あいうべ体操と、マスクのこと
久しぶりに整体の話。(掲載の承諾いただいています)
40代女性。その日の症状のひとつは、「2,3日前から歯が痛む」というものでした。
虫歯のような、でも歯茎のような。かみしめると左奥歯が痛む。
仕事上の姿勢の影響もあり、左上半身には普段から負担がかかっています。
頸の状態や、慢性疾患などその他の条件も様々ありますが、ここでは表情筋の話をします。
患者さんの顔を触ると、人により、その日により、ほほおーと思うくらい違う時があります。
経験的に、表情筋の硬さは、認識されている以上にいろんなことかかわるように思います。
目の疲れ、目の開き具合。見え方。
鼻が通る通らない、鼻呼吸ができる、歯が痛む。
耳閉感。耳鳴り。もちろん頭痛。
施術終わったとたんに、「目が開くようになった!」「明るくみえるようになった!」
「あんたのしわまでよく見える~」なんて言われたこともあります。見るなよ~(汗)
「朝目が覚めると、口が渇く」と言われて、その他の状況も併せて、
口が渇く→口を開けて寝ている→鼻呼吸ができていない、と判断し
があーっとカオをほぐして、次の日からOKだった、ということもあります。
(一概に言えるわけではありません!)
さて
この方の場合、頸・アタマとあわせてカオが和らぐと、症状はだいぶ良くなりました。
気になって術後を確かめると
後からずいぶん楽になった。翌朝また痛んだが、≪あいうべ体操≫をしたらよくなった。
そしてその次の日、仕事でしゃべりまくったら治った、とのことでした。
ここで書きたいことが二つあります
① この患者さんには、その他理由もあり、「あいうべ体操」を案内してきました。この体操、表情筋やら口の周りの筋肉やらをしっかりと動かしてもらうものですが、口呼吸の改善に非常に効果がある、と思っています。

収集したデータ項目 »
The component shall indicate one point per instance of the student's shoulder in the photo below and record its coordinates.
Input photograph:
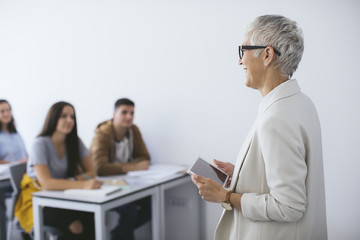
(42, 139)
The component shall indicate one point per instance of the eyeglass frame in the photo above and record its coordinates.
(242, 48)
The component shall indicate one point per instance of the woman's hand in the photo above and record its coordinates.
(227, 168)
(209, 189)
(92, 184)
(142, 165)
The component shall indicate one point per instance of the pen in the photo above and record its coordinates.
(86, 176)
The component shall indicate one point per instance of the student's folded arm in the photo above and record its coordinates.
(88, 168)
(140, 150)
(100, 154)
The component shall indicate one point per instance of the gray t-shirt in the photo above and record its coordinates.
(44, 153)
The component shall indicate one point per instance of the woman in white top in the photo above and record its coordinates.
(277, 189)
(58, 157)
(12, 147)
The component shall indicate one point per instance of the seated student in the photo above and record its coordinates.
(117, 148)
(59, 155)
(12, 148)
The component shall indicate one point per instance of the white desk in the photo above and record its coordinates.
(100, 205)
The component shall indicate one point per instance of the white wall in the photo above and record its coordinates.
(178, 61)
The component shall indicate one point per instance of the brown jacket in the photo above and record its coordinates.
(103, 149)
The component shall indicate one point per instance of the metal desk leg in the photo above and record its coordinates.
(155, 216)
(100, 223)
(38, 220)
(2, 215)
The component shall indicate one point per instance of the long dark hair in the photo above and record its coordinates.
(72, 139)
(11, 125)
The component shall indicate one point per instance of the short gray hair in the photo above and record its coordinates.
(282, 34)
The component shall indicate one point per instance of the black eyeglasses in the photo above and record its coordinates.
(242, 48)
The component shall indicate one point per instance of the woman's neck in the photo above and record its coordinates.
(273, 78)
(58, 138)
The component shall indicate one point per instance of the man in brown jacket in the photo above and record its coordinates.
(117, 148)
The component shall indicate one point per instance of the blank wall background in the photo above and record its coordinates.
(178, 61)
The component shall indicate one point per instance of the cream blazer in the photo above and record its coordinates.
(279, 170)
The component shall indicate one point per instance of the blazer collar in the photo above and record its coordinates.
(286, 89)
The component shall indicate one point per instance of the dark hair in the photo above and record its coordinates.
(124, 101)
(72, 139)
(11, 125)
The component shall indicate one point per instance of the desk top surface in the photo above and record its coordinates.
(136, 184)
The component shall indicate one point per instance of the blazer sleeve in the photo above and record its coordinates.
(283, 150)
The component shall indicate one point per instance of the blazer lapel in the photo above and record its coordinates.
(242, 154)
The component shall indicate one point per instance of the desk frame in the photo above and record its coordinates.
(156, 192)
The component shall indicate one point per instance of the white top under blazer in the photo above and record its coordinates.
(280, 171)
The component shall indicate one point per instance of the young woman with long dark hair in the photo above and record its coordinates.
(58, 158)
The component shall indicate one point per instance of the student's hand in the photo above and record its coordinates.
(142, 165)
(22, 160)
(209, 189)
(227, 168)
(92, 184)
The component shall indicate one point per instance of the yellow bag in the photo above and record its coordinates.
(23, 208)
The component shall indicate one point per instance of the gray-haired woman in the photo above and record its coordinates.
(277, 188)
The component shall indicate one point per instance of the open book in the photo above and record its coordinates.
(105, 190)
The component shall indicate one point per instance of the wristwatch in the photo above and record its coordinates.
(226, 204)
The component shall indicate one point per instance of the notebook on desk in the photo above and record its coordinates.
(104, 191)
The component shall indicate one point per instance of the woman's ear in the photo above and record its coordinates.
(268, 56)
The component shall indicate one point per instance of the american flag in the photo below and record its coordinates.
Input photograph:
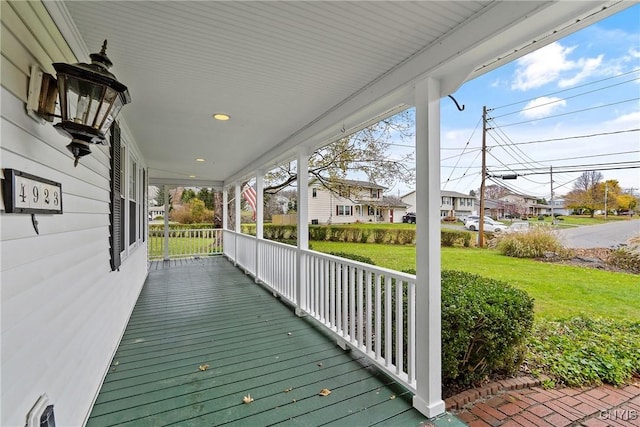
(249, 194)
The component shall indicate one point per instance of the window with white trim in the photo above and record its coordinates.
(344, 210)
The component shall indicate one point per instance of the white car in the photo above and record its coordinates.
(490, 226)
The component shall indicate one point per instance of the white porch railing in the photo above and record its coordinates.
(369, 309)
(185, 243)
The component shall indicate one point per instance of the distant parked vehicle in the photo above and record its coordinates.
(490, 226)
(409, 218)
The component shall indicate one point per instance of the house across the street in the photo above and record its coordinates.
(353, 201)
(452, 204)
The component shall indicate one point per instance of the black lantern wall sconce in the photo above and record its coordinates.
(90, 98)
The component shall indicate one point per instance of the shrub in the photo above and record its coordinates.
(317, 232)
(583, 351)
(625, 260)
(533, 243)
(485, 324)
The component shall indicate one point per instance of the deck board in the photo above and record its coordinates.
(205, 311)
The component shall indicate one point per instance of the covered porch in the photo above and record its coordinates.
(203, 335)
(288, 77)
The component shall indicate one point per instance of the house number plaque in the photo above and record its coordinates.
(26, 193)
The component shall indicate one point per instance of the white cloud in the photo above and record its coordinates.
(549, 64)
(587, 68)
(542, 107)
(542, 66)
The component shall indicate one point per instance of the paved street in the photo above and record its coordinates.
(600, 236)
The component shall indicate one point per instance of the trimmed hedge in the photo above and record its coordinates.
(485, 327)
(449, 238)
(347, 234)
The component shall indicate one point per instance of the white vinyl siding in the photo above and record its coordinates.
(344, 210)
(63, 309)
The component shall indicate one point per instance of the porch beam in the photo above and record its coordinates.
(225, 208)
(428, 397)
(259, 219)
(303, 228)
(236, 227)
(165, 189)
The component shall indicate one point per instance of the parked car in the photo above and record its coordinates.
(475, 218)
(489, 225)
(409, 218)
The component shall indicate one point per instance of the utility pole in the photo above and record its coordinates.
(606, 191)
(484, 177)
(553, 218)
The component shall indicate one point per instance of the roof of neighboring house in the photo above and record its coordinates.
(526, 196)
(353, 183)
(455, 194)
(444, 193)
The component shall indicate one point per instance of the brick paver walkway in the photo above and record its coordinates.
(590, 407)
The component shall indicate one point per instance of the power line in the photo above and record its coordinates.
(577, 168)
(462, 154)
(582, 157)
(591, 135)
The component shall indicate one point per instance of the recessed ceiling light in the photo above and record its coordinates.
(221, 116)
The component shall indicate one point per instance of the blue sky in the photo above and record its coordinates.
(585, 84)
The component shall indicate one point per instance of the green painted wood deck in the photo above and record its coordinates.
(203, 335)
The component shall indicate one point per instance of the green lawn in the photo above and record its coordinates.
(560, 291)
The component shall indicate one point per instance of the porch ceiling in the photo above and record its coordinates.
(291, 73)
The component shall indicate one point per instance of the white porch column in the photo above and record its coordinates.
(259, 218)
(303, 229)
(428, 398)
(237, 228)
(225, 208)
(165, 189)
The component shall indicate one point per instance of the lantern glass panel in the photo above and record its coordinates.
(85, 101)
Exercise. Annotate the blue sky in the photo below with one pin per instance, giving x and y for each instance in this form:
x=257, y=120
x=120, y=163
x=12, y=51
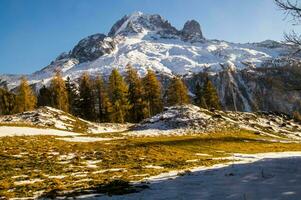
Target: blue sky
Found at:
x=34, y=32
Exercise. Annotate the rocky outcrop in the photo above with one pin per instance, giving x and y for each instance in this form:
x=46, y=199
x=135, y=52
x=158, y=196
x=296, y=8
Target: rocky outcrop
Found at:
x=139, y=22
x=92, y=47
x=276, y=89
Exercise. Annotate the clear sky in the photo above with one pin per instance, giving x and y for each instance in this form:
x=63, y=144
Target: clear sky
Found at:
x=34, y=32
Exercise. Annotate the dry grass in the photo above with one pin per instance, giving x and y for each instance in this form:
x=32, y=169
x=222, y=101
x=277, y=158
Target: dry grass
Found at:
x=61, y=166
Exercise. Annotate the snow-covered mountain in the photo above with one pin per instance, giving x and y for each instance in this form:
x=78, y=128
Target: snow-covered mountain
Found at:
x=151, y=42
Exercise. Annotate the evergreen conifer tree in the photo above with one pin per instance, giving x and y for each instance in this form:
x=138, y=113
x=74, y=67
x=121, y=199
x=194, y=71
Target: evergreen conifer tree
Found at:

課題 »
次の1.〜3.の記述が、あいうべ体操の文章の内容と合っているかどうかを「はい」か「いいえ」で答えてください。それぞれ、判断の決め手となる本文の言葉をそのまま引用してください。
1. 患者は、かみしめると右奥歯が痛むと訴えていた。
2. 患者は翌朝また痛んだが、あいうべ体操をしたらよくなった。
3. 患者は40代の男性である。

解答 »
1. いいえ。「かみしめると左奥歯が痛む。」
2. はい。「翌朝また痛んだが、≪あいうべ体操≫をしたらよくなった。」
3. いいえ。「40代女性。」